> Given task a: Report each line of the listing below that contains the word "lens".

Identifier: 1978-0003

Scope and Content

The Fielding Dawson Papers cover the years 1926-1997 and represent literary and artistic works from all points in the creative process. The bulk of the papers is comprised of manuscripts, notes, drafts, and galley proofs of stories, essays, poems, books, reviews, and screenplays. Works in the collection consist of Dawson’s unpublished manuscripts and published pieces, such as Krazy Kat, Open Road, and The Black Mountain Book. The papers include a large series of correspondence that reflect his friendships and artistic affinities; correspondents include Robert F. Kennedy and Jacob Javits, as well as literary figures like Louis Zukofsky, Charles Olson, and Robert Creeley. Business correspondence with writers and editors about Dawson’s work, and a long series of correspondence between Dawson and his mother that began while he was a student at Black Mountain College, also resides in the correspondence series. The papers encompass artwork, drawings, and photographs featuring Dawson, and a large scrapbook. Of particular note is the collection of memorabilia collected by Dawson throughout his life, including posters, flyers, brochures, and bulletins from Black Mountain College.

> Given data:
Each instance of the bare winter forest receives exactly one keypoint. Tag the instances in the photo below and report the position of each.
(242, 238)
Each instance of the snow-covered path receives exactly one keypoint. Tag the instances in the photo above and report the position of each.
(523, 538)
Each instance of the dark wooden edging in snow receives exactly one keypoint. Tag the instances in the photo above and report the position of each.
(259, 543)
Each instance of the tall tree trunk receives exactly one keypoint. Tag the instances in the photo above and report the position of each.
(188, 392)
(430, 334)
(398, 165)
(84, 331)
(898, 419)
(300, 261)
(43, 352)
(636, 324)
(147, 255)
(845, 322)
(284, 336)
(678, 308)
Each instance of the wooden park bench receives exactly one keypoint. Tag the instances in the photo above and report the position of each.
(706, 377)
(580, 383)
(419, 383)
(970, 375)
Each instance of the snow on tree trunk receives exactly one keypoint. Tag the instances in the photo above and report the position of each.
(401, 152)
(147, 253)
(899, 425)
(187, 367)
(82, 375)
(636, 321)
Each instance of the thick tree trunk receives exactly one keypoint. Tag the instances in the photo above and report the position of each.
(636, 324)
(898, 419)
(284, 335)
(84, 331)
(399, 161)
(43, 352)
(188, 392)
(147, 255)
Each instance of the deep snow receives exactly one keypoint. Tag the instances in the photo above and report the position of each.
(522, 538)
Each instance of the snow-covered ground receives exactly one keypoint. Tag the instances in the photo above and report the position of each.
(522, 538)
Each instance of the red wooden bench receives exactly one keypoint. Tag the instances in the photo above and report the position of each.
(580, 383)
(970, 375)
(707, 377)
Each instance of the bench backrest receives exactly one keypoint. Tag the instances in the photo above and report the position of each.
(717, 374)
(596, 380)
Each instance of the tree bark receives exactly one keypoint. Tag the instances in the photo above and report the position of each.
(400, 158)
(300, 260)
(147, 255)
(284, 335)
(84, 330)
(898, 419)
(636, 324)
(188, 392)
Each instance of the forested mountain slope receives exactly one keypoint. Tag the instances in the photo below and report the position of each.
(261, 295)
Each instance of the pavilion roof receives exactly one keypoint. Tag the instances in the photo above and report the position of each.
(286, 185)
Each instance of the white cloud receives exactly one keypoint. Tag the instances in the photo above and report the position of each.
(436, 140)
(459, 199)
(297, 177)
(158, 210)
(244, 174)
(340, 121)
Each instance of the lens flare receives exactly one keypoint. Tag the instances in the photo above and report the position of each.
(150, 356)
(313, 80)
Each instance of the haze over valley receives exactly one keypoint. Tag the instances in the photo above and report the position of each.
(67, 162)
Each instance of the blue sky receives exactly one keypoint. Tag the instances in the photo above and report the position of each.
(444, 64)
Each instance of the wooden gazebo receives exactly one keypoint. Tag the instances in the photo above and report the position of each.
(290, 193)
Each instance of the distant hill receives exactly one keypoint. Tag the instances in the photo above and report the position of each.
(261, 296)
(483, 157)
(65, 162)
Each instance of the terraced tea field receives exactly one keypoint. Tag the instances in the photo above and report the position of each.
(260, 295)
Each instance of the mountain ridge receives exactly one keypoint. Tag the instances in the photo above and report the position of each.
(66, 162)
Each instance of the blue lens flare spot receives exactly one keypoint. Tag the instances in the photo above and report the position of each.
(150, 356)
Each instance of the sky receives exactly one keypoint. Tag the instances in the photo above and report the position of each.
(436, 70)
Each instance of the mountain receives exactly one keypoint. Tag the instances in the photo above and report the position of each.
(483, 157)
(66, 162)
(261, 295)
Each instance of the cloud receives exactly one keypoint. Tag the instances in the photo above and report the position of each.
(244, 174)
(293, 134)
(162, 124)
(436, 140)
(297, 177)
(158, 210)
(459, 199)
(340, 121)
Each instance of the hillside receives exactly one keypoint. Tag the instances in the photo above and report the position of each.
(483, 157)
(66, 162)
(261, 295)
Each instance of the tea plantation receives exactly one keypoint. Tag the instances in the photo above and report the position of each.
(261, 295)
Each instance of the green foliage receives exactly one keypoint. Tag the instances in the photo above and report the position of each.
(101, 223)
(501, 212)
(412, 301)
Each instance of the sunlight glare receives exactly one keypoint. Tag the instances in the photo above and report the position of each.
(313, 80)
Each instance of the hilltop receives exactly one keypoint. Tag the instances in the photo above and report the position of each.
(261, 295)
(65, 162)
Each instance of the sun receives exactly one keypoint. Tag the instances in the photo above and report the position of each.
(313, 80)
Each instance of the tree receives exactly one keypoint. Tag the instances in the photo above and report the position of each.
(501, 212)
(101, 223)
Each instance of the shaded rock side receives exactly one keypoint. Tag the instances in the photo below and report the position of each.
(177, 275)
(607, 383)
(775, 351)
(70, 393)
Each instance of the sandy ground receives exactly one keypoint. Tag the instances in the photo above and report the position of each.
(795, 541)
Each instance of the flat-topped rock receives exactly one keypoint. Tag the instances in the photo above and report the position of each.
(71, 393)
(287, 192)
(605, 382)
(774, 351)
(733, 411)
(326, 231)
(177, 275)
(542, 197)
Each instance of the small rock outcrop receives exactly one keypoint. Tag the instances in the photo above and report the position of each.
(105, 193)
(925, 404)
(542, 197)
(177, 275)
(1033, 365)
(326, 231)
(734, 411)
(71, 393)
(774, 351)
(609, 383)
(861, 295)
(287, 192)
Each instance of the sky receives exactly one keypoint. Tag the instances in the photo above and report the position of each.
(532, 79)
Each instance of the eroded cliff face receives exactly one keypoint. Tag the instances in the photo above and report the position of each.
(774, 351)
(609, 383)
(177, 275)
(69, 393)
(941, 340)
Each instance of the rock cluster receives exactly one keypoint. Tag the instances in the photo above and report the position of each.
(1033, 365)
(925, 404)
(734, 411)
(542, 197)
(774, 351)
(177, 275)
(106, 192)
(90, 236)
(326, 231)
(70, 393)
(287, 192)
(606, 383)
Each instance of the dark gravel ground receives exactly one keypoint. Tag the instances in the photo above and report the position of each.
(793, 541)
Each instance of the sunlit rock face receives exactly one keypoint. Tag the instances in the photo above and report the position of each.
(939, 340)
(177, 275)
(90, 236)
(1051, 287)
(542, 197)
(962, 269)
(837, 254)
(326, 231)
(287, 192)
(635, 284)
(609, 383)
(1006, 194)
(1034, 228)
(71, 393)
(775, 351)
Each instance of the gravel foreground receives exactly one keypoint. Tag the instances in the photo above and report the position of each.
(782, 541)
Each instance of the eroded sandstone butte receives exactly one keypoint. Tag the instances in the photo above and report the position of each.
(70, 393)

> Given task b: According to the collection description above, what span of years do the Fielding Dawson Papers cover?

> Task response a:
Each instance of the lens flare receives exactly one keypoint. Tag the instances in the photo above and report the position of each.
Each instance of the blue lens flare spot receives exactly one keypoint. Tag the instances in the photo above and report the position of each.

> Task response b: 1926-1997